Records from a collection
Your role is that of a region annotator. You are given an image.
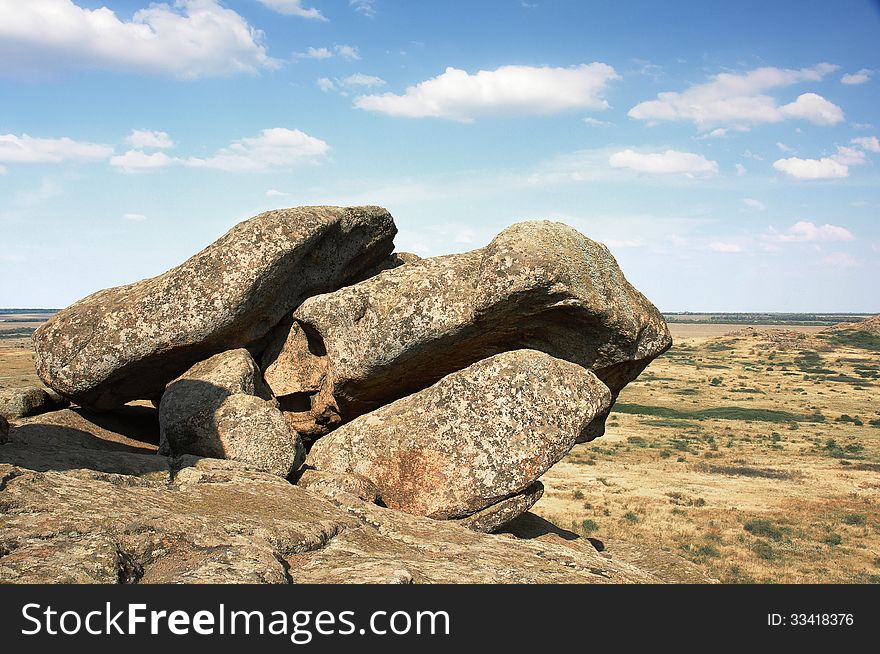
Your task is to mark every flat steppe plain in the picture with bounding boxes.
[2,317,878,583]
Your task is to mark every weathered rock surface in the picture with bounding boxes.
[159,349,302,477]
[0,416,8,444]
[455,481,544,533]
[296,468,379,502]
[33,206,397,411]
[1,446,667,583]
[12,405,159,453]
[268,221,669,438]
[0,386,69,420]
[307,350,611,519]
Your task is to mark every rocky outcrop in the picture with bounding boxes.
[33,206,397,411]
[159,349,302,477]
[0,386,69,420]
[265,221,669,438]
[0,446,666,583]
[307,350,611,520]
[0,416,7,444]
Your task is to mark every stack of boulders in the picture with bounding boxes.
[25,205,670,535]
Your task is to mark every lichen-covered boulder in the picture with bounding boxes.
[33,206,397,411]
[159,349,302,477]
[265,221,669,439]
[0,386,69,420]
[307,350,611,520]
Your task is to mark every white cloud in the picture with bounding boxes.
[822,252,858,267]
[583,117,612,127]
[851,136,880,153]
[335,44,360,61]
[773,156,848,179]
[350,0,377,17]
[777,221,854,242]
[354,63,619,122]
[317,77,335,92]
[841,69,872,85]
[831,145,866,166]
[300,47,333,60]
[257,0,326,21]
[266,189,292,197]
[296,44,360,61]
[628,63,841,130]
[111,127,329,173]
[122,213,147,221]
[0,133,113,164]
[773,143,870,180]
[742,198,766,211]
[735,163,747,176]
[0,0,276,79]
[110,150,178,172]
[125,129,174,150]
[777,142,795,153]
[608,149,718,176]
[778,92,844,125]
[709,242,742,253]
[340,73,385,87]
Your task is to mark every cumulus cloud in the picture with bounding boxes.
[608,149,718,175]
[125,130,174,150]
[774,142,872,180]
[841,69,872,85]
[773,156,848,179]
[257,1,326,21]
[628,63,842,130]
[122,213,147,221]
[111,128,329,173]
[735,163,747,176]
[295,44,360,61]
[778,92,845,125]
[316,77,335,92]
[0,133,113,164]
[0,0,276,79]
[354,63,619,122]
[776,221,854,242]
[851,135,880,152]
[742,198,766,211]
[583,117,612,127]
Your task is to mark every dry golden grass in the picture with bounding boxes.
[539,325,880,583]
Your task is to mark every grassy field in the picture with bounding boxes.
[539,323,880,583]
[2,312,878,583]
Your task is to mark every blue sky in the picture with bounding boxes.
[1,0,878,311]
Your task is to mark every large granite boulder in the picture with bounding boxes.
[264,221,669,439]
[33,206,397,411]
[0,386,69,420]
[307,350,611,520]
[158,349,302,477]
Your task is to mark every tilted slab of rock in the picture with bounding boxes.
[454,481,544,533]
[0,451,661,583]
[307,350,611,520]
[159,349,302,477]
[33,206,397,411]
[267,220,669,438]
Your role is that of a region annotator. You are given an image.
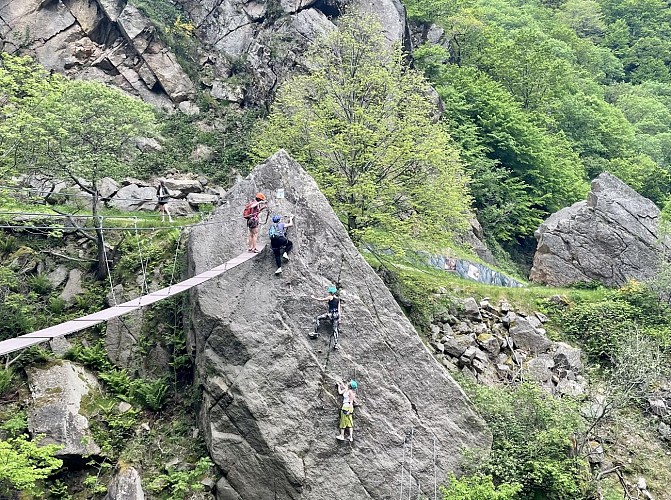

- _WHAT TO DO_
From the line containing "Your task is to mark every tilted" down to the last line of the entries above, retype each line exactly as it stands, but skip the pictures.

- _OUTPUT FOR THIS TASK_
Your task is to mark every tilted slab of rock in the picture with bounding boxes.
[454,481,544,533]
[0,451,661,583]
[307,350,611,520]
[159,349,302,477]
[33,206,397,411]
[267,220,669,438]
Your role is that of a region annotator. You are given an image.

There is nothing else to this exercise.